提供的文章
· · · · · · ·

群里有人推荐本月在北京举行的“超级个体全国巡讲”。
好奇的点开了首位大咖,新精英生涯创始人古典在2011年曾做的一个TED演讲视频,叫《做生活的高手》。
他说当他考入了大学,却仿佛被生活推入了绝境,这个地方你不喜欢、环境也不喜欢。就像一颗苹果树种进了梨园,跟周围格格不入,却没法离开。
于是坐在下铺的他半夜三点思索着,如果生活没有给你想要的,为什么你不去创造一个呢?
所以才有了今天百度百科上介绍他是“少年文青,玩乐队,练散打,写小说,骑单车从长沙流浪到北京……”,对了,没写他下矿山,登珠峰,集齐当年在大学宿舍里许下的十个愿望。
我和他是同龄人。我也曾被父母一句“学好数理化,走遍天下都不怕”,而生生暂停了喜欢的美术,避开了热爱的写作,走入一所理工类院校。
然而我却没有他那么绝望。终于离开黄土高原的家乡,踏入繁华大上海,每时每刻都像打了鸡血一样,新鲜又兴奋。十八岁的我站在上海街头,憧憬着美好的大学生活。这美好,竟然无关课本、无关令我厌烦,枯燥难懂的科目。现在想来,我难道天生就是一个生活的高手?

· · · · · · ·

练习活动
[A] 能用两句话概括上面这篇关于古典演讲与作者大学生活的短文吗?
[B] 能接着上面这篇关于古典演讲与作者大学生活的短文往下写吗?

· · · · · · ·

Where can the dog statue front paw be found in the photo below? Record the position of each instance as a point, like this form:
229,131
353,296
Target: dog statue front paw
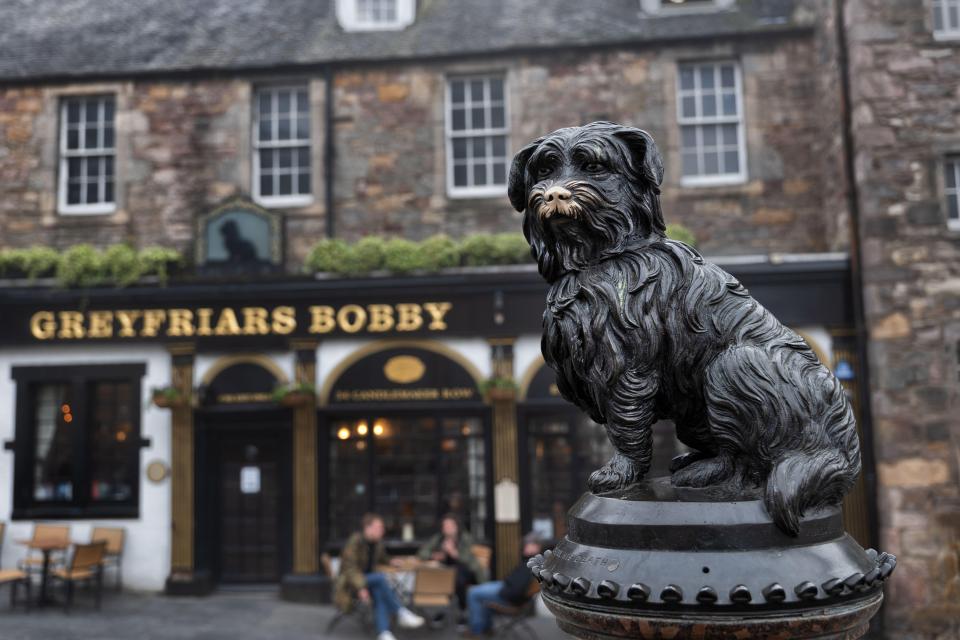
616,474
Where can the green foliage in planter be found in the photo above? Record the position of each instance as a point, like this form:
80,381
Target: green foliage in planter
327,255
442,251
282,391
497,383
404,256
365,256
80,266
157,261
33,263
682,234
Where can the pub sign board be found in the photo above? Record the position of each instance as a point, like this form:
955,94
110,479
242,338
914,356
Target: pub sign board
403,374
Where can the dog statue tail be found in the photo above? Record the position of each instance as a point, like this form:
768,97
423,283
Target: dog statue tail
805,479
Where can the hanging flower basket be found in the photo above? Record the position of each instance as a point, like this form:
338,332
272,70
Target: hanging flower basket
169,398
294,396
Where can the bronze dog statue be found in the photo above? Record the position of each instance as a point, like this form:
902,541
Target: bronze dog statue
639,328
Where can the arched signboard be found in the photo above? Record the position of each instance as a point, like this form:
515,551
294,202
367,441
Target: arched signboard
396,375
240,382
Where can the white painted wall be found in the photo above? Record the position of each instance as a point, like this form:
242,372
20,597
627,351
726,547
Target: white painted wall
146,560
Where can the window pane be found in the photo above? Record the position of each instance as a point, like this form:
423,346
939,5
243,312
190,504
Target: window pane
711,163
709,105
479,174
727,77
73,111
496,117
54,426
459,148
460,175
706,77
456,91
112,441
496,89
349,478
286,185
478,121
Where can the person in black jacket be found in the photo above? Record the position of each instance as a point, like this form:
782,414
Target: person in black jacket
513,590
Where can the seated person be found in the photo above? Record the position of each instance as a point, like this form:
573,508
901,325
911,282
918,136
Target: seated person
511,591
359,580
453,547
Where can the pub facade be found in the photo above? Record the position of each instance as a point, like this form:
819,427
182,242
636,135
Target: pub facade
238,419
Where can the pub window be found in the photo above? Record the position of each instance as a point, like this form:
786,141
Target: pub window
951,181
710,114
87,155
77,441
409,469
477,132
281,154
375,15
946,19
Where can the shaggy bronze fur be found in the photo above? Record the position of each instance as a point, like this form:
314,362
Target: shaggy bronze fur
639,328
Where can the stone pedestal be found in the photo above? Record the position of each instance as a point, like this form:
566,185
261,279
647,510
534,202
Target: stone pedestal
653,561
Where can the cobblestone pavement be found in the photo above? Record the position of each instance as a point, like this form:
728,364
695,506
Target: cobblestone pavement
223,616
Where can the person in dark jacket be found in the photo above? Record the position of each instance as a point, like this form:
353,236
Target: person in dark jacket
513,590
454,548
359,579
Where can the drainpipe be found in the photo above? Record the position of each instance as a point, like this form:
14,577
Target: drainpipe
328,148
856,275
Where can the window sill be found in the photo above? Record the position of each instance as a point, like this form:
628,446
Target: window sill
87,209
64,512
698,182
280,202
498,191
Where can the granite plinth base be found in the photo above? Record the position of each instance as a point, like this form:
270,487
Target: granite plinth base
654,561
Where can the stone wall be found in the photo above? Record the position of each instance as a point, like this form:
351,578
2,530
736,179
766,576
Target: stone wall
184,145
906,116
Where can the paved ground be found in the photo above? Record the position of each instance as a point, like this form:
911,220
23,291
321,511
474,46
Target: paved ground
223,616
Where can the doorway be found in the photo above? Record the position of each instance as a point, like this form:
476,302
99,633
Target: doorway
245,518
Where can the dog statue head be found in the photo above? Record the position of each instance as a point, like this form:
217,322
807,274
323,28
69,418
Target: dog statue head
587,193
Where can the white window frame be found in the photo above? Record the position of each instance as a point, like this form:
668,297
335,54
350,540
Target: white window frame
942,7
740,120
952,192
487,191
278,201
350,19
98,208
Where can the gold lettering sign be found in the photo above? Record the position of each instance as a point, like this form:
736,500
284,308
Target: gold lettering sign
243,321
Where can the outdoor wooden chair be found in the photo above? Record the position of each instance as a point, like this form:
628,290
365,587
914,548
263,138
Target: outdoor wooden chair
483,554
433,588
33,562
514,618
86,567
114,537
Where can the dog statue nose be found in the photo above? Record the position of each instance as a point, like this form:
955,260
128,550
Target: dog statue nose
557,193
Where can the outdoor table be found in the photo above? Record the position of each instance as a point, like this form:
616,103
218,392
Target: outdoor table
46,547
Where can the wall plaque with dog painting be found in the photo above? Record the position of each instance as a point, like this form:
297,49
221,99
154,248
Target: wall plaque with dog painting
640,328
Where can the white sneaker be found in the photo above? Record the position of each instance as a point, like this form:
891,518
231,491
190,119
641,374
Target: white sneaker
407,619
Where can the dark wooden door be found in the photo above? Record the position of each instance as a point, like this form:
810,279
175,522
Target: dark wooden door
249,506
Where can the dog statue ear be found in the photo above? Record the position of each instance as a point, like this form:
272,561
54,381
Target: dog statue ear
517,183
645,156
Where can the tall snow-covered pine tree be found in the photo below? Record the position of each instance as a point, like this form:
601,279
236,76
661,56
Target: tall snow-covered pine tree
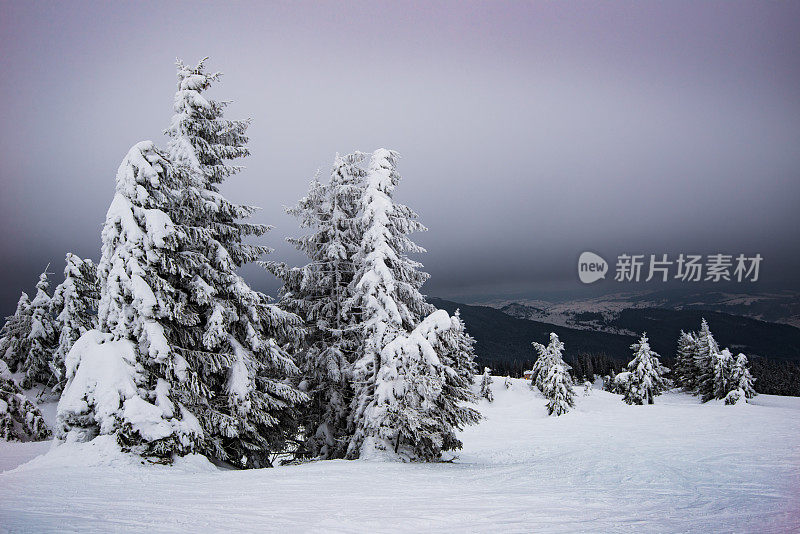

· · · · · · ·

答题结果
[A] 作者点开古典2011年的TED演讲《做生活的高手》,得知他上大学后像苹果树种进梨园一样格格不入,便在半夜思索:生活没给你想要的,为什么不自己去创造一个呢?作者与他同龄,也因父母的话放下美术和写作、进了理工类院校,却因来到上海而兴奋憧憬,并自问是不是天生就是生活的高手。

[B]
记得九月份开学,第一个寒假我就选择了没回家,而是和我的下铺女孩,结伴去了苏州、无锡、杭州。第二个寒假,跟着广东的同学南下,去了他们的家乡江门、新会、肇庆等地;紧接着的暑假,又带着广东的同学跟我沿路北上,从河南少林寺,到华山,到我家乡的五台山。学期当中的小假期,更是几乎跑遍了江南。
“玩”并不是我对大学生活全部的假设。侄女上大学时我曾郑重的告诉她,在大学里至少要加入一个社团,至少要谈一次恋爱。
我的大学参加社团活动的同时,也曾赶时髦的去做过家教、兼职赚过钱,而且还顺便和当年英俊潇洒风流倜傥的校学生会主席谈了一把恋爱。
古典在演讲中说,许下那十个愿望,是希望如果大学毕业的时候,可以觉得因为做了什么而此生无悔。我不曾半夜三点思索人生,那些年我忙碌的充实着我年轻的生命,甚至根本不舍得停下来花时间去思考。但当我大学毕业的时候,用全宿舍女生的话来说,我是唯一过足了大学生活的人。
带着几个奖学金和优秀毕业生头衔,拿到了比澳洲绿卡还难拿的上海户口,找到了大公司的工作,跑遍了小半个中国,还傍着帅气的男朋友——虽然后来因为他“不忍心”我为他放弃上海户口,异地恋没能修成正果。
毕业不到一年我就深深意识到专业的工作并非我所爱。于是也扭头踏上了一条“找寻”之路。
年轻时头脑清晰,思路明确。在频繁跳槽的同时,业余时间重新进修了一个自己喜欢的专业,并且通过努力顺利敲开了一个全新领域的大门。至此,我始终像一个被命运格外眷顾的宠儿,同学中,朋友圈里,我都是那个精力旺盛奔跑在最前方的人,甚至不夸张的说,也是那个时代浪头上的“弄潮儿”。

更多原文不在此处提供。